Text:
########################################

Introduction
- Everything in life comes from practice – “the deliberate repetition of an action with an awareness of what we want to achieve.” (1)
- “Learning to center your attention on the process of what you are doing instead of what you are trying to achieve, using the goal as a rudder instead of a reminder of what is left to be done…” (1)
- Book is a result of insights from conversations with readers of The Practicing Mind
Chapter 1: Thought Awareness Training
- “Present Moment Functioning” = growing your connection to the observer within you.
- “Some thoughts you create intentionally, but most of us most of the time are the victims of the thoughts our mind creates without our permission.” (12)
- Meditation is the practice that helps us identify with the inner observer. (14)
- See sleep and thought on pg 15.
- “The mind doesn’t like the present moment – or at least it doesn’t like being instructed to be in the present moment.” (15)
- Three general mediation systems: 1) guided meditation, 2) breath-based meditation, 3) mantra-based meditation
- Sterner: guided meditation isn’t useful for our purposes as it requires you to think
- Meditation is “the repetitive action of catching the mind as it runs off with the intention of bringing it back to the task of watching your breath or repeating your phrase.” (24)

########################################

What to work on:
(a) Which three general meditation systems do the notes list?
(b) Please retype the part of the notes starting with "- Book is a" and going on through "observer within you.".

Dataset content:
########################################

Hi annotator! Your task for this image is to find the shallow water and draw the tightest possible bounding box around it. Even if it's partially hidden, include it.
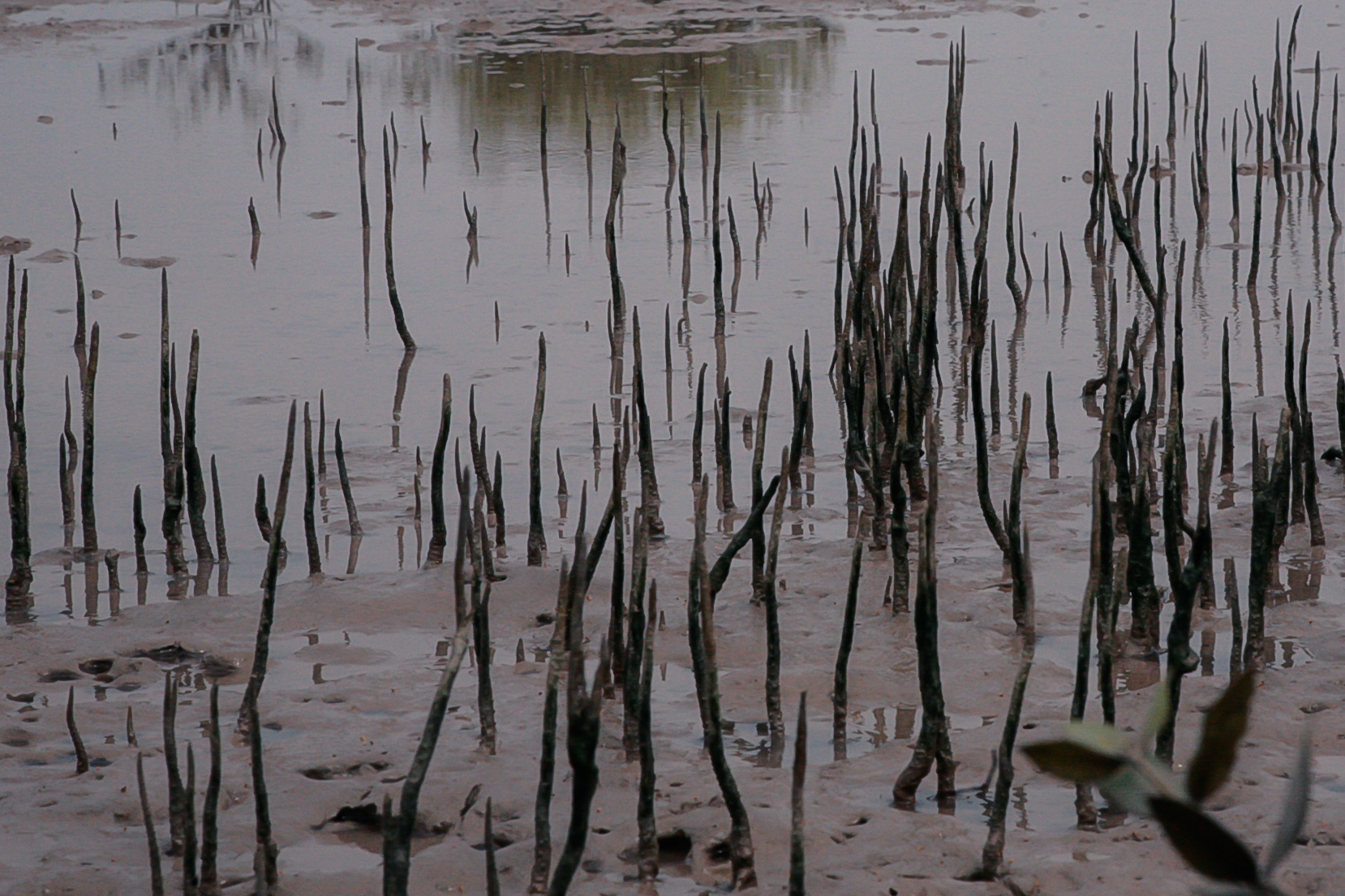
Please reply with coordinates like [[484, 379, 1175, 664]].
[[0, 0, 1345, 872], [0, 2, 1339, 622]]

########################################

Outputs by task:
(a) Guided meditation, breath-based meditation, and mantra-based meditation.

(b)
- Book is a result of insights from conversations with readers of The Practicing Mind
Chapter 1: Thought Awareness Training
- “Present Moment Functioning” = growing your connection to the observer within you.